Task directions: Starting at the first line of the records and ending at the line that contains "point(427, 95)", lay out those lines as a Markdown table with the columns Row and Line. Leave out any blank lines.
Start of Data extract
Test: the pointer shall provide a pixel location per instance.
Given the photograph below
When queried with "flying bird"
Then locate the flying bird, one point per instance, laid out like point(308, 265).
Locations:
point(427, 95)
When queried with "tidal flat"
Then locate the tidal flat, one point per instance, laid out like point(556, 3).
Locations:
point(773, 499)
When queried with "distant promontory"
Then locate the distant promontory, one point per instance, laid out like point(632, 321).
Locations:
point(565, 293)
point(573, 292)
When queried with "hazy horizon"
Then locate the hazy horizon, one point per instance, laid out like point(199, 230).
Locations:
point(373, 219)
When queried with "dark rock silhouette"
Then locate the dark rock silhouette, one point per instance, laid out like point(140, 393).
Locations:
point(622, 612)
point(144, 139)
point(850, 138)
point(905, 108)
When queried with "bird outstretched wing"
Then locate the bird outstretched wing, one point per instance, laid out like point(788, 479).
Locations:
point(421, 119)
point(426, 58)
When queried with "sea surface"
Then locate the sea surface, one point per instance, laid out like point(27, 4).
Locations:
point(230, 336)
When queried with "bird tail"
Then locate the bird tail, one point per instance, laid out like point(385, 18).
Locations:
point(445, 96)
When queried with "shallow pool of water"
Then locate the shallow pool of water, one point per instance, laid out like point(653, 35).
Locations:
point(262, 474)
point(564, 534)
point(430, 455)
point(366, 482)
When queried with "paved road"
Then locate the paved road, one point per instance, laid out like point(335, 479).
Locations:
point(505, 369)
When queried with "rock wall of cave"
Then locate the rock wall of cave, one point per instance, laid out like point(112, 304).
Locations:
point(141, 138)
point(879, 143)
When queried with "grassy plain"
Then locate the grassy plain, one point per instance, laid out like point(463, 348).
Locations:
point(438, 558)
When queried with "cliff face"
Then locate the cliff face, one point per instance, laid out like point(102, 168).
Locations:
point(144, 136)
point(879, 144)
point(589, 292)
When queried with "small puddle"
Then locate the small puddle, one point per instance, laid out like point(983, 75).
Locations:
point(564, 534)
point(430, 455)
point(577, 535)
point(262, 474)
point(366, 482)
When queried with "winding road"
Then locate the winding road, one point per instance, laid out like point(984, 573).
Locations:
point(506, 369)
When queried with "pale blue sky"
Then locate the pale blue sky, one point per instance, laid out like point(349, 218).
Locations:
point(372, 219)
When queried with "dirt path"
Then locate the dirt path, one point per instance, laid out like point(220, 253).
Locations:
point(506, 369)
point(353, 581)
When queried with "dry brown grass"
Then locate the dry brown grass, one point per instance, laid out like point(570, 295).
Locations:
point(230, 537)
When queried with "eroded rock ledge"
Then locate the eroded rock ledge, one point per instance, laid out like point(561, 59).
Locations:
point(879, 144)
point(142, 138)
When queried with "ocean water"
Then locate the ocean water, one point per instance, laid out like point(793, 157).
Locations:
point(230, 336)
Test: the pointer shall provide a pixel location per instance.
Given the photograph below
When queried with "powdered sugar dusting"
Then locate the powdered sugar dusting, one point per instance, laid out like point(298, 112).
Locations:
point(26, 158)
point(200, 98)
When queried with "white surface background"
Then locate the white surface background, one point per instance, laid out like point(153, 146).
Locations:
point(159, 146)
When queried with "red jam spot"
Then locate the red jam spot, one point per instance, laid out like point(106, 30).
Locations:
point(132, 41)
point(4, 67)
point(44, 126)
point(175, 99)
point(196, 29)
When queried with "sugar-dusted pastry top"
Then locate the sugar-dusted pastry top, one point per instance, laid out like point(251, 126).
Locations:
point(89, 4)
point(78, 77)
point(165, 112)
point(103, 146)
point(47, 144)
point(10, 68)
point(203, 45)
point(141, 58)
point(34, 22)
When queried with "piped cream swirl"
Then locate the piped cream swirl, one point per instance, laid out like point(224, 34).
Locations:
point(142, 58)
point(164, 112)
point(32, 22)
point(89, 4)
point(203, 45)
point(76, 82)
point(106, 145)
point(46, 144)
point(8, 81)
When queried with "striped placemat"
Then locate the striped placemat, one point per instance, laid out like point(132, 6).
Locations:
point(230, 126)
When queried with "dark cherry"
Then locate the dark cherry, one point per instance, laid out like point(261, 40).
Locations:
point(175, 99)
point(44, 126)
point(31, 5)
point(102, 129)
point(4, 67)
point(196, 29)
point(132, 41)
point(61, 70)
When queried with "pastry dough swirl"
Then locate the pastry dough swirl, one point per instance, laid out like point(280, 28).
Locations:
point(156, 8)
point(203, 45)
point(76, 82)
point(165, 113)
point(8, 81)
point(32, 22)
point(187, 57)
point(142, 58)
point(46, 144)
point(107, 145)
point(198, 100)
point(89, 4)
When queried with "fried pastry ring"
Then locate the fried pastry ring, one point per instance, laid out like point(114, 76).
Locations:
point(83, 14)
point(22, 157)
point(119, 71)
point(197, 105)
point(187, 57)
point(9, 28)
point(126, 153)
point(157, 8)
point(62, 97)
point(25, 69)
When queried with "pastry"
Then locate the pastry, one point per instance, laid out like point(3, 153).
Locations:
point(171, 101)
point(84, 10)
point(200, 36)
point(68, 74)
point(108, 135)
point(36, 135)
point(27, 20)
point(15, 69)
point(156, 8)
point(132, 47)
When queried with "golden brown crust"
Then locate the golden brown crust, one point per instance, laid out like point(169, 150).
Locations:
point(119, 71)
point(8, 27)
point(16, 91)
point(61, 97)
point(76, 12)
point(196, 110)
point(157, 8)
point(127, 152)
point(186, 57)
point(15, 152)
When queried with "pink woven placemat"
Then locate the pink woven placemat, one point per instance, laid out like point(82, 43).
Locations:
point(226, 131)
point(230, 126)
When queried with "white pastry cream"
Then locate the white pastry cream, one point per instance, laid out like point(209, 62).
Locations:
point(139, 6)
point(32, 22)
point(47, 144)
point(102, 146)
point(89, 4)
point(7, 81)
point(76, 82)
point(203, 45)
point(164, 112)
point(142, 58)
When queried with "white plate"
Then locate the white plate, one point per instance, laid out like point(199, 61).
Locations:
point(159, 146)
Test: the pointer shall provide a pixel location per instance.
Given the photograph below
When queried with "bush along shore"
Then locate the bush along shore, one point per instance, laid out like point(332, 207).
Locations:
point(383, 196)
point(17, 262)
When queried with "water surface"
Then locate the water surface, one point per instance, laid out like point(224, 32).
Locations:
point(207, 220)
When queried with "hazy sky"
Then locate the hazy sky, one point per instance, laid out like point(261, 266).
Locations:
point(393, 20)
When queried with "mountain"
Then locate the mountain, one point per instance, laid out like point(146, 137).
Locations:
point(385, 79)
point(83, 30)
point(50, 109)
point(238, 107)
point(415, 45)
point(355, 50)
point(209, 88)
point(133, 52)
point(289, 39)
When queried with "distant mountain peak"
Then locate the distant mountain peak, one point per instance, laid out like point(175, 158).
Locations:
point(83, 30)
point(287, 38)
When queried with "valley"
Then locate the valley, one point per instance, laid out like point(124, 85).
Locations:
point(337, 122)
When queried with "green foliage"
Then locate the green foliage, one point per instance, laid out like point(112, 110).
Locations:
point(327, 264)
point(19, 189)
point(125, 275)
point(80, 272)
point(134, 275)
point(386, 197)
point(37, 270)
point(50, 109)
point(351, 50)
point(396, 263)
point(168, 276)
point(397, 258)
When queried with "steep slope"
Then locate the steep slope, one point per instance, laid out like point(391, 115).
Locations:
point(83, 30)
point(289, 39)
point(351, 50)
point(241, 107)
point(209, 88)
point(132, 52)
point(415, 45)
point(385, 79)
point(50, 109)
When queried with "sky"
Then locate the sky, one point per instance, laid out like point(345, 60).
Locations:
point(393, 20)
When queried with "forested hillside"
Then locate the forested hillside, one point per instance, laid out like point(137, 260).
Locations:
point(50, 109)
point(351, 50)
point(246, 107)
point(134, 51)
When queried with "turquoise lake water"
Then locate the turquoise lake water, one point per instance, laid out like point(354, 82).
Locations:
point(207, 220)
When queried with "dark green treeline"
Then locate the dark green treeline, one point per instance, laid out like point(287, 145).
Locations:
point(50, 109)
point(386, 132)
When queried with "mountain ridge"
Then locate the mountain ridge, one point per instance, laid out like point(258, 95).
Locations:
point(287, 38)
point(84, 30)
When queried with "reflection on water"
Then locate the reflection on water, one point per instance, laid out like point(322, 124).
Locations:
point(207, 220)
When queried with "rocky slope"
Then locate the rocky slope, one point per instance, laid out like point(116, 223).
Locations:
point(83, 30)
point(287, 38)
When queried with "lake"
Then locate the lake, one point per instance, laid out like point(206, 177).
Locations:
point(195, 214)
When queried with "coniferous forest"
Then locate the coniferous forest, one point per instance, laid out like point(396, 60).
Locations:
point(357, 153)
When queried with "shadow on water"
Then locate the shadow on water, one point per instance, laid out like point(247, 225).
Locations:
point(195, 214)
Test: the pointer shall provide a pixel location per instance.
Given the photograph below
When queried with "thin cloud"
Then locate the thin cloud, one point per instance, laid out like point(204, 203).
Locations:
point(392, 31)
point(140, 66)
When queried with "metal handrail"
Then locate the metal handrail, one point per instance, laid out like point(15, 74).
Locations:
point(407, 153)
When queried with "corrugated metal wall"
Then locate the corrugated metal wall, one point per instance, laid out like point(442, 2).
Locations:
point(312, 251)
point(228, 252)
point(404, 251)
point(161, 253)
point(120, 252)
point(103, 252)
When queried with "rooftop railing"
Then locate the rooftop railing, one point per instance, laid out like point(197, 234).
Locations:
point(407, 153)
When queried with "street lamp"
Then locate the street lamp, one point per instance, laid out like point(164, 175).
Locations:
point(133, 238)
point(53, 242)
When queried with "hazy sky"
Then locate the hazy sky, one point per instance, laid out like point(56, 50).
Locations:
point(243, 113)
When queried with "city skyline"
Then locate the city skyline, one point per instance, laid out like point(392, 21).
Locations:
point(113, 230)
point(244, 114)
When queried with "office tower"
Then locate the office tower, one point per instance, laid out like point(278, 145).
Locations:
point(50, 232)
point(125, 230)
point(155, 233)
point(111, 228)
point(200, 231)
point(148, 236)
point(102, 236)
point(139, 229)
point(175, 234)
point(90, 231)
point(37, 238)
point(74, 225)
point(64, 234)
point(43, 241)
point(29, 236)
End of Data extract
Written solution:
| Row | Line |
|---|---|
| 1 | Test: the pointer shall provide a pixel location per instance. |
| 2 | Given the photograph below |
| 3 | When queried with "flying bird" |
| 4 | Then locate the flying bird, one point per instance, laid out like point(308, 265). |
| 5 | Locations: |
| 6 | point(427, 95) |